Reproduce every record exactly as it appears, but not the pictures.

— begin RECORDED DATA —

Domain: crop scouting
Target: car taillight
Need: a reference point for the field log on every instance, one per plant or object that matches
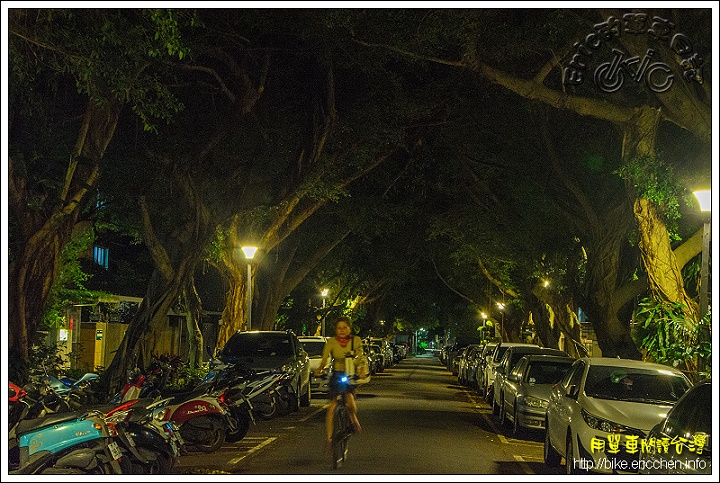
(163, 415)
(112, 430)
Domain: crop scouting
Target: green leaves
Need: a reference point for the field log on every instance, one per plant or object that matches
(654, 180)
(667, 336)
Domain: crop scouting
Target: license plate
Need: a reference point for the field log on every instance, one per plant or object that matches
(174, 435)
(174, 447)
(131, 440)
(115, 450)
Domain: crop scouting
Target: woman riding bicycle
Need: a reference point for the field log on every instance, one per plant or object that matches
(343, 345)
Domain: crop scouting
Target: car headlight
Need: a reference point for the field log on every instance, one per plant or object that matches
(534, 402)
(605, 425)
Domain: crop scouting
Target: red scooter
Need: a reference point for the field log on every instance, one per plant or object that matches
(203, 420)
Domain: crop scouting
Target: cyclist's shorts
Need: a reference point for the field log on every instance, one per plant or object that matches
(336, 386)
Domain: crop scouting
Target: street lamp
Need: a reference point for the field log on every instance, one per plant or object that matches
(249, 252)
(704, 199)
(324, 294)
(501, 307)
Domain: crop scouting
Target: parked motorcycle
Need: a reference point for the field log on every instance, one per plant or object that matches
(203, 420)
(150, 443)
(72, 442)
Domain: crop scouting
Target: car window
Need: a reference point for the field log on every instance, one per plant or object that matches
(519, 368)
(503, 363)
(571, 380)
(541, 372)
(692, 415)
(257, 345)
(499, 353)
(635, 385)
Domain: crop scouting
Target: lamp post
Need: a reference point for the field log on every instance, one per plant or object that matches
(704, 199)
(324, 294)
(501, 307)
(249, 252)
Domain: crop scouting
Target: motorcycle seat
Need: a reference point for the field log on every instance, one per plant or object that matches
(27, 425)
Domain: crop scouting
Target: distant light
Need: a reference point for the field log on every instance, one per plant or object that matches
(704, 198)
(249, 252)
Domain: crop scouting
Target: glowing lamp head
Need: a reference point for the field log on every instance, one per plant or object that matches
(249, 252)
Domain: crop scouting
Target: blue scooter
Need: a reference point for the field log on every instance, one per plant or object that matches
(77, 442)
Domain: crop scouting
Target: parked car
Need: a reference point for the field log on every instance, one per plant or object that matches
(277, 351)
(385, 349)
(603, 408)
(485, 358)
(378, 355)
(688, 427)
(527, 389)
(465, 357)
(493, 362)
(511, 357)
(472, 361)
(452, 354)
(314, 345)
(375, 359)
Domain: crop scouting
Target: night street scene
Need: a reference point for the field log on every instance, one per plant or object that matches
(358, 240)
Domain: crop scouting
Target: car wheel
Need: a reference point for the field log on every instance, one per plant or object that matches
(516, 423)
(550, 456)
(295, 399)
(571, 463)
(501, 411)
(569, 459)
(305, 398)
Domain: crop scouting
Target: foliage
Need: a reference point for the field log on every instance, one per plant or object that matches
(667, 336)
(655, 181)
(186, 376)
(69, 287)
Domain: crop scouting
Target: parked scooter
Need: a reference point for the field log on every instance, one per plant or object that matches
(73, 442)
(150, 443)
(257, 391)
(203, 420)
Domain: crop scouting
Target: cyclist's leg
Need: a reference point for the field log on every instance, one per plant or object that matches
(329, 419)
(352, 410)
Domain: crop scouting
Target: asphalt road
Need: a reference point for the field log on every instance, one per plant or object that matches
(416, 420)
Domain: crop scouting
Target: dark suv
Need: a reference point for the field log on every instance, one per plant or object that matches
(273, 350)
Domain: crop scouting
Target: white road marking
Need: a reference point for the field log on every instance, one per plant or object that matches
(267, 441)
(525, 467)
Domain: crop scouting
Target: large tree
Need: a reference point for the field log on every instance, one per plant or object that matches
(548, 71)
(71, 73)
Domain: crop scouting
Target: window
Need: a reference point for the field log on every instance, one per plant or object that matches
(101, 256)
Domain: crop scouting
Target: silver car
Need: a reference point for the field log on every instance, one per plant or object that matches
(314, 345)
(603, 408)
(528, 388)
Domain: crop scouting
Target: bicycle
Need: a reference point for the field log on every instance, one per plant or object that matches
(342, 429)
(342, 426)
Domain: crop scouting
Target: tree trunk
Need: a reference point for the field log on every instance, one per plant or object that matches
(43, 235)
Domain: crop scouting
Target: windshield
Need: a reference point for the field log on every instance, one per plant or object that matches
(546, 372)
(499, 352)
(313, 348)
(258, 345)
(634, 385)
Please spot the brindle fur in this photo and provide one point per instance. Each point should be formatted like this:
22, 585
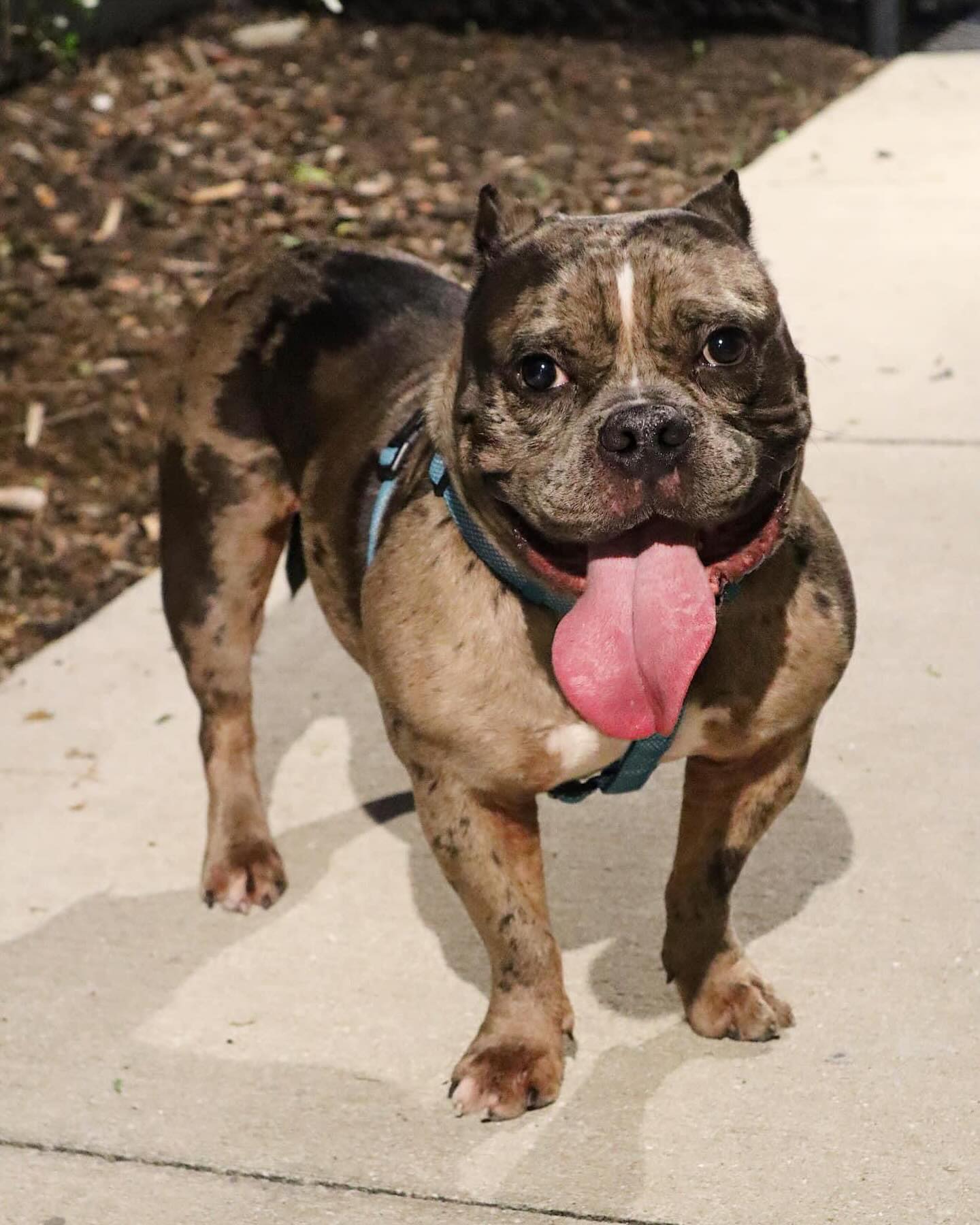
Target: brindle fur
301, 367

— end RECORDED DATA —

[EXPECTED ANSWER]
Domain: crop scouting
Target: car taillight
Need: a reference point for the field log on every instance, one per plant or object that matches
(163, 415)
(112, 430)
Domain: crop scouting
Target: green leaves
Need: a reference point for the field log on every instance, one per plant or object that matches
(654, 180)
(667, 336)
Domain: crop scouting
Target: license plate
Need: a reference point for the field log on every instance, one per plant or object that matches
(174, 435)
(174, 447)
(131, 440)
(115, 450)
Domain: crop scouting
Target: woman riding bicycle
Need: a reference point for the field log on every instance, one per plant or object that matches
(343, 345)
Domain: crop scouting
Target: car headlight
Need: a reference point for the field log on every instance, one per plant or object that matches
(534, 402)
(605, 425)
Domain: crop scouting
Target: red scooter
Need: a reference point for the field log on every instance, one per plant or object that matches
(203, 420)
Domain: crop scouting
Target: cyclist's shorts
Need: a reference point for the field log on every instance, one per plant or object that matches
(336, 386)
Domain: crop scouting
Target: street lamp
Need: a reference point for the field log on every instance, one per plant or object that matches
(249, 252)
(704, 199)
(324, 294)
(501, 307)
Domain: crop scouting
Target: parked motorcycle
Need: a reference point for the field log on every instance, one per plant or object that matches
(203, 420)
(150, 443)
(72, 442)
Domain: crop scouting
Target: car window
Need: a reference point for the field log on every instance, one per plant or object that matches
(519, 368)
(503, 363)
(571, 380)
(541, 372)
(692, 415)
(257, 345)
(499, 353)
(635, 385)
Domain: crop scouting
Target: lamp post
Need: a reference point for the field log on every instance, one per plant or object that matches
(704, 199)
(324, 294)
(501, 307)
(249, 252)
Domain: crop scouting
Target: motorcycle seat
Need: a reference point for the field log on every instance, one per plant or object that matches
(27, 425)
Domain: crop scouting
Target: distant light
Need: a reference point for the field log on every instance, one per plant or object that matches
(704, 198)
(249, 252)
Domain: crop scouting
Target: glowing lamp head
Need: a reference point for the field log on every instance, one per plant or object that matches
(249, 252)
Domain: crop scouting
Target: blue scooter
Need: a reference point for the field log on every instance, one per plant or object that matches
(77, 442)
Domain: crop scouting
Target: parked car
Need: a reference point for the field log on every instance, one per plant or object that matches
(277, 351)
(385, 349)
(603, 408)
(485, 358)
(378, 355)
(688, 427)
(527, 389)
(465, 357)
(493, 362)
(511, 357)
(472, 361)
(452, 354)
(314, 345)
(375, 359)
Domain: crop scouting
Target: night street scene
Need: a reference point for the field log on every instance, one per plant or object that matches
(358, 240)
Domain: crop scouting
Target: car wheel
Need: a reference point for the field log on every instance, one per plant or object that matches
(516, 423)
(550, 456)
(295, 399)
(571, 463)
(501, 411)
(569, 459)
(305, 398)
Domain: crop scouting
Target: foliage
Need: a reference point for the field log on every instance, one per plant or object that matches
(667, 336)
(655, 181)
(186, 376)
(69, 287)
Domain: crop scouting
Target: parked scooter
Need: a reference point for the field log on every instance, one per plant or object that matches
(73, 442)
(150, 443)
(257, 391)
(203, 420)
Domain: crop scouting
Target: cyclist's leg
Need: a reference point for the field log on every instance, one per plant or object that matches
(329, 419)
(352, 410)
Domain: crop scouting
Target: asphalt road
Need: a reference point for the field log on every instance, one per plant or object that matches
(416, 420)
Domain: crop scouting
Target: dark suv
Need: a reference point for the field log on every instance, one per plant or object that matches
(273, 350)
Domain: crop scouting
Target: white road marking
Need: a reference point for the field log on every instance, one per plant or object that matches
(267, 441)
(525, 467)
Domain: crop scouting
Target: large tree
Need: a reference point for the field log on every instance, one per plant or object that matches
(548, 71)
(71, 73)
Domain: crop scouting
Target: window
Need: a reference point for the field log on every instance, one per plant or object that matches
(101, 256)
Domain: crop scouting
Target: silver car
Need: a reference point for the field log on every instance, one per plant or object that matches
(314, 345)
(603, 408)
(528, 388)
Domain: crop scouting
Target: bicycle
Need: a reference point for the field log on every instance, one per plant or object that matches
(342, 429)
(342, 426)
Domain: crop scouting
Target: tree trunk
Need: a reference point for the field log on every instance, one per plant or object that matches
(43, 235)
Domain: crop scouting
Target: windshield
Need: a reference point for the field log on every instance, one per plant or object that matches
(546, 372)
(499, 352)
(313, 348)
(258, 345)
(634, 385)
Please spot the brindle fur in this photo and provide one point per instance. Each point should be formatted like this:
22, 585
Target: brindle fur
301, 367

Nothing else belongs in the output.